======== ФРАГМЕНТ ДОКУМЕНТА

Классный журнал

Екатерина Истомина Екатерина
Истомина

Одеяло из соболя и личная удочка

19 февраля 2017 11:00
Одеяло из соболя, медвежьи шкуры на топчане, лесное озеро Нахони — настоящая советская усадьба. Там прошло летнее детство колумниста «РП» Екатерины Истоминой. И она видит эту усадьбу, это имение, этот дом отовсюду: из окна поезда, из иллюминатора самолета и закрывая глаза. Наверное. Наверняка.
Мой дом каникулярными корнями пророс в Бурятии. Одной морщинистой куриной лапой избушки — в столичном Улан-Удэ, где помпезный сталинский центр окружен допотопными и теплыми деревянными руинами, а второй куриной лапой — в разливных предместьях седого, холодного Байкала. В детстве дом мой был большой и был выстроен как настоящая, неподдельная дворянская усадьба. Впрочем, это и была в определенном роде советская дворянская усадьба: мой дед, передовой советский инженер (беспартийный, попрошу отметить в протоколе), строил в Бурятии что-то вроде вечного БАМа. Куда-то он вел, шагал, шагал один и вместе с другими, куда-то тащил, волок, тянул за собой и своими многолюдными строительными бригадами узкоколейные железные дороги. То ли для нужд всесоюзных лесозаготовок, то ли с неведомыми великими и лучезарными целями. Сейчас это прямое знание уже исчезло — к чему все это было? Эти бодрые, как утреннее радио, певческие стройки XX века? Сила, дух, честь советского человека, брошенного в непобедимую сибирскую природу с задачей ее минимального порабощения. Но дело в том, что Сибирь нельзя побеждать, как и русский народ. Ее можно только описать — кратко, поч­венно или длиной в роман.

================

**ПОСТАВЛЕННОЕ ЗАДАНИЕ:** Выведите дословно фрагмент текста об усадьбе в Бурятии от слов «Екатерина Истомина Екатерина» до слов «глаза. Наверное. Наверняка.». Пункты ниже никак не связаны с текстом об усадьбе в Бурятии.

======== ЗАПИСАННЫЕ ДАННЫЕ

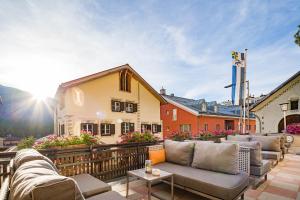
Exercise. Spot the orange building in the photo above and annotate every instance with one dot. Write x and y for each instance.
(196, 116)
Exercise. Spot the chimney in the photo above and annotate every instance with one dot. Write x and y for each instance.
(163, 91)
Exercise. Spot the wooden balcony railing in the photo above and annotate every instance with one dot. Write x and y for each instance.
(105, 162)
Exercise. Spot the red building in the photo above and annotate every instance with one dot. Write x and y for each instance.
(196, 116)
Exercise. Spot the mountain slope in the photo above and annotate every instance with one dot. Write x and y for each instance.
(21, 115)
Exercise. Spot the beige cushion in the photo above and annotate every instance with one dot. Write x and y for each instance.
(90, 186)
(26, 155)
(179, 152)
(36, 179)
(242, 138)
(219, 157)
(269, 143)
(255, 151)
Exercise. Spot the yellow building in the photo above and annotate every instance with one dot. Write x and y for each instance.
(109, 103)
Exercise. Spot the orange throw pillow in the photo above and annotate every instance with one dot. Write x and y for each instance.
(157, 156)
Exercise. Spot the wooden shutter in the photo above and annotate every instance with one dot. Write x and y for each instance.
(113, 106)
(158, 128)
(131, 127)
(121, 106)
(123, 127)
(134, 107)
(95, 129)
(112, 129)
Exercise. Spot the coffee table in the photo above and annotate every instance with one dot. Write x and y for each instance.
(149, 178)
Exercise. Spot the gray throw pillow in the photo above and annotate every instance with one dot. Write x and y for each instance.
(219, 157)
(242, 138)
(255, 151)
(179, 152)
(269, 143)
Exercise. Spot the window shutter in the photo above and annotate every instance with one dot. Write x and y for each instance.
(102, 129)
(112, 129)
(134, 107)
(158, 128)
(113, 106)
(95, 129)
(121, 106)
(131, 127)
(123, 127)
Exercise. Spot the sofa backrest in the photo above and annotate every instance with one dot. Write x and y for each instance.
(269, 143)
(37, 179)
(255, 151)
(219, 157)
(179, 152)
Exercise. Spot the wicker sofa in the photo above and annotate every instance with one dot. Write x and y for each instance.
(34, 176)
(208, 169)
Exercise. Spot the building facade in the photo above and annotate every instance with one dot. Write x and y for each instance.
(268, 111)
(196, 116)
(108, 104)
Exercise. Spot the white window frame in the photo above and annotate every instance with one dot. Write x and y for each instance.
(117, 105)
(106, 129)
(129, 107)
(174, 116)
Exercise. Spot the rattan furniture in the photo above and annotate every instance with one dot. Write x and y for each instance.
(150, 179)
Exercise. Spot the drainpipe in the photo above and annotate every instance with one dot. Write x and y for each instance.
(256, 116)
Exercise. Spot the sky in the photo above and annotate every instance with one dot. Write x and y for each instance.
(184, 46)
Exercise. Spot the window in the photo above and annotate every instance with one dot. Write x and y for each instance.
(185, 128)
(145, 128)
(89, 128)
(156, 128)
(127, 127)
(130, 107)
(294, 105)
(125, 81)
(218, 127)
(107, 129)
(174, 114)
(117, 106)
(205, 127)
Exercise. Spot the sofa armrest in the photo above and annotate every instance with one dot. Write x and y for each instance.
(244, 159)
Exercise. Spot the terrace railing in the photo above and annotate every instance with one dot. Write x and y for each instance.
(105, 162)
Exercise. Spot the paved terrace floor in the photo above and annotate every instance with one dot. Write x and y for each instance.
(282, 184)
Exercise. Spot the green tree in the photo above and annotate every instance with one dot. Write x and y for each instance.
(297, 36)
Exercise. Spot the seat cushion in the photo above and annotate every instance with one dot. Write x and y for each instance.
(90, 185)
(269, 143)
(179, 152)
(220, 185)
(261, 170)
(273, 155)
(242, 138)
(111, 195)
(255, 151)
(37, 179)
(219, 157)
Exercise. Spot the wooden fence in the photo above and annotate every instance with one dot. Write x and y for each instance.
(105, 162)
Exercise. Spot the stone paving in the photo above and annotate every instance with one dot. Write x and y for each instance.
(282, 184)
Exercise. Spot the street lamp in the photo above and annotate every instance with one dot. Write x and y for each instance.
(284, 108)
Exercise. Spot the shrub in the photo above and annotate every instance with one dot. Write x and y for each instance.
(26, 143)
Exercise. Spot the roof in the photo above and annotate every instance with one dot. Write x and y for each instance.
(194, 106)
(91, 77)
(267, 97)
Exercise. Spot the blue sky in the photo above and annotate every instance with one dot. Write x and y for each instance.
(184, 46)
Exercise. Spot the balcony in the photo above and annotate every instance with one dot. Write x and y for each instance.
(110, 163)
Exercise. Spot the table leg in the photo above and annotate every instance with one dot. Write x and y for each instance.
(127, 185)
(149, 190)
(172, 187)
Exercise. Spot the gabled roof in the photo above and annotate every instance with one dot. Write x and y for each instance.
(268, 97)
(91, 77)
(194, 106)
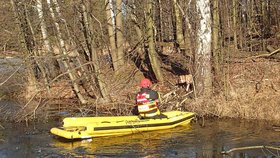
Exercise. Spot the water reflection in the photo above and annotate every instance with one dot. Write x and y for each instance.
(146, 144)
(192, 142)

================

**ПОЛНЫЙ ОТВЕТ:**
Екатерина Истомина Екатерина
Истомина

Одеяло из соболя и личная удочка

19 февраля 2017 11:00
Одеяло из соболя, медвежьи шкуры на топчане, лесное озеро Нахони — настоящая советская усадьба. Там прошло летнее детство колумниста «РП» Екатерины Истоминой. И она видит эту усадьбу, это имение, этот дом отовсюду: из окна поезда, из иллюминатора самолета и закрывая глаза. Наверное. Наверняка.